→ **Brano citato**:
Negli anni finiscono con identificarsi come writers i giovani che utilizzano qualsiasi superficie dove sia possibile “lasciare un segno”, preferibilmente sui muri delle stazioni e sulle carrozze della metropolitana di New York. Si tratta di ragazzi appartenenti a classi sociali disagiate che “sporcano” la città per protestare contro la società che li emargina, provocando così spaesamenti e rischi tra i passanti.
La differenza tra writers e graffitismo
Quello dei writers è un mondo completamente autoreferenziale. Non può essere definita una corrente artistica vera e propria e non si identificana nemmeno con il “graffitismo”, altro movimento. Scopo dei writers è quello di “bombardare” con le loro firme più superfici possibili, e al contempo impossibili (per collocazione).
Una competizione giostrata con parametri non-artistici, ma premiante la quantità, la dimensione dei pezzi, la ripetizione ossessiva del tag, l’unicità e la personalità della firma. Quest’interesse fa sì che il tag diventi sempre più illegibile. Un wildstyle in cui le lettere sono sempre più deformate e arricchite da ornamenti quasi baroccheggianti.
Quando nel 15 settembre 1973, guidati dal sociologo Hugo Martinez, i più grandi writers del tempo tennero la loro prima mostra collettiva alla Razor Gallery, il cambiamento è inevitabile. Mostrati i un museo, i tags perdono il loro senso.
Creare su commissione, stravolge l’identità stessa dei tags e dei writers. Il contesto per questa forma d’espressione è fondamentale. L’adrenalina e il rischio corso per dipingere sui treni non è replicabile in una mostra. D’altro canto la visibilità museale, il compenso economico in cambio dell’opera, sembra nobilitare il prodotto. E così, in una ricerca artistica diversa, si comincia a parlare di graffiti writing.
Cosa c’entra Keith Haring con i writers?
Haring si inserisce in un contesto in cui le gallerie d’arte hanno bisogno di una novità da cui ripartire, e i writers -la cosiddetta novità- sono indecisi tra il “vendersi” in mostra e il preservare la purezza del movimento. Keith Haring è bianco, giovane, comprensibile. Dei writers riprende solo il mezzo attraverso cui esprimersi (strade, stazioni, muri), ma non lo stile e la tecnica, senza contare che evita il rischio di “scrivere” in posti illegali e inaccessibili.
Questa semplificazione è perfetta per i galleristi che gli danno la fama di writer -perchè è ciò che serve loro-. Nella realtà le differenze sono inconciliabili tra l’arte di Haring e il movimento dei graffiti writers. Keith non firma le sue opere, si avvale di uno stile e di un metodo diverso e, soprattutto, si limita a disegnare sui muri, nelle stazioni, ma fondamentalemente sempre in posti “legali”.
Il Bambino Raggiante, simbolo e significato
Si potrebbe definire Keith Haring l’eterno bambino dell’arte. Le sue opere sono la pura rappresentazione della gioia di vivere tipica dell’infanzia. Se si pensa a lui, subito appaiono i suoi omini, piccoli pupazzi dalle fattezze umane, ma è con uno in particolare che si identifica l’artista.

→ **Consegna A**: Nel brano sui writers, in quale galleria si tenne la prima mostra collettiva dei più grandi writers del tempo?
Il brano e l'elenco sono materiali indipendenti l'uno dall'altro.

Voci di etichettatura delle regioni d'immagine
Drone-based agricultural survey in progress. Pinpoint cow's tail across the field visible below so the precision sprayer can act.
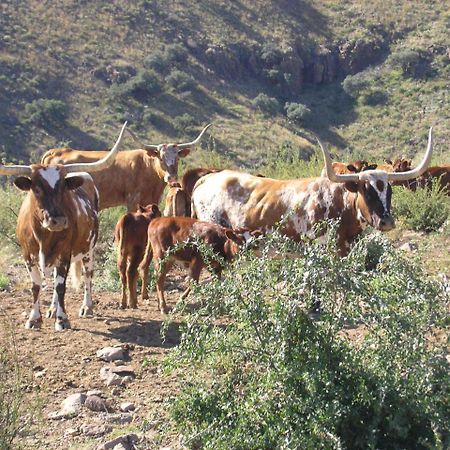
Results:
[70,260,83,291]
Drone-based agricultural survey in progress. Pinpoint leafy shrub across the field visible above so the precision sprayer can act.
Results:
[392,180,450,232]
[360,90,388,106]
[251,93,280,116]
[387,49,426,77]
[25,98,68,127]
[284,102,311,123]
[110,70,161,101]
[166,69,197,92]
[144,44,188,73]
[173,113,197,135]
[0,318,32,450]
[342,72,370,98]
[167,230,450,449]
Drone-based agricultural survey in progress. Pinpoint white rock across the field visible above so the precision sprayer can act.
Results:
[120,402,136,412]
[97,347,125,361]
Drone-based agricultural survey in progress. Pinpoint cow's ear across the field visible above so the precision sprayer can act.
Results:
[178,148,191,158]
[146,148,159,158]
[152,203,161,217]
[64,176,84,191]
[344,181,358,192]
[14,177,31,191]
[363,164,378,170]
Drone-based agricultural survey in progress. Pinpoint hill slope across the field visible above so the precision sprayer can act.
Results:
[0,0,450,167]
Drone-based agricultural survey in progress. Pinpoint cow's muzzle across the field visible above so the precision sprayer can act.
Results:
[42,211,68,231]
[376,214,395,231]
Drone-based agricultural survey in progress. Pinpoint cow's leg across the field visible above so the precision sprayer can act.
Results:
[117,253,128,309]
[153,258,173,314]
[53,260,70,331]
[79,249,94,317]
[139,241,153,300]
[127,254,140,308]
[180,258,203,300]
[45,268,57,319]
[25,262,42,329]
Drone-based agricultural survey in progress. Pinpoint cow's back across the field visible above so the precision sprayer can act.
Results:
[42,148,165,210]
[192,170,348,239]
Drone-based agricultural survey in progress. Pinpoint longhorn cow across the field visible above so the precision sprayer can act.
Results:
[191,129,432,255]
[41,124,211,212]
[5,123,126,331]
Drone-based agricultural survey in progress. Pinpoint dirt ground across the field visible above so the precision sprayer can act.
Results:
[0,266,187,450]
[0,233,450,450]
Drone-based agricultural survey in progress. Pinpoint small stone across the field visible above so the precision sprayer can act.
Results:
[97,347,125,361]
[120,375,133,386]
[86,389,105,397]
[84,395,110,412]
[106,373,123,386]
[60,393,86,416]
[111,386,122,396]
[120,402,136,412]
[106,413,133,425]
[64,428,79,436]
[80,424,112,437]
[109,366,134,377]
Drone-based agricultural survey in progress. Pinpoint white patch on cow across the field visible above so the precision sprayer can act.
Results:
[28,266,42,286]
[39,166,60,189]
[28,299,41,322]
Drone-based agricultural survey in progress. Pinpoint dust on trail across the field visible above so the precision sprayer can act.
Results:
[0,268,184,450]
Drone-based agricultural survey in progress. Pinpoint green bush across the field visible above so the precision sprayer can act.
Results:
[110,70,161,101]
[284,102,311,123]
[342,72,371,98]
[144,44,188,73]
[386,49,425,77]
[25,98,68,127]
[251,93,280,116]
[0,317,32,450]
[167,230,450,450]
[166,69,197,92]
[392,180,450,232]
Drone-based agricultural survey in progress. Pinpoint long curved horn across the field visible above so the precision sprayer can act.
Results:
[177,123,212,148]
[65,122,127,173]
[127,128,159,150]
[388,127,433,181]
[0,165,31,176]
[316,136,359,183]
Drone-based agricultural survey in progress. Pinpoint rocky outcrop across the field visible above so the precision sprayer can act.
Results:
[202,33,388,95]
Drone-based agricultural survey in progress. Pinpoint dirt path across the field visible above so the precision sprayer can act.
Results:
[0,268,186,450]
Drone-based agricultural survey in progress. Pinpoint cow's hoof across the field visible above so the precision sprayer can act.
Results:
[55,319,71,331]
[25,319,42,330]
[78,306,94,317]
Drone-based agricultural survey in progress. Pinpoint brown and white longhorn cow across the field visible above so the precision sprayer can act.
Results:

→ **Consegna B**: Trova nell'elenco tutte le righe che contengono la parola "longhorn", distinguendo tra maiuscole e minuscole.

→ **Soluzione esercizio A**: Alla Razor Gallery.

→ **Soluzione esercizio B**:
Drone-based agricultural survey in progress. Pinpoint longhorn cow across the field visible above so the precision sprayer can act.
Drone-based agricultural survey in progress. Pinpoint brown and white longhorn cow across the field visible above so the precision sprayer can act.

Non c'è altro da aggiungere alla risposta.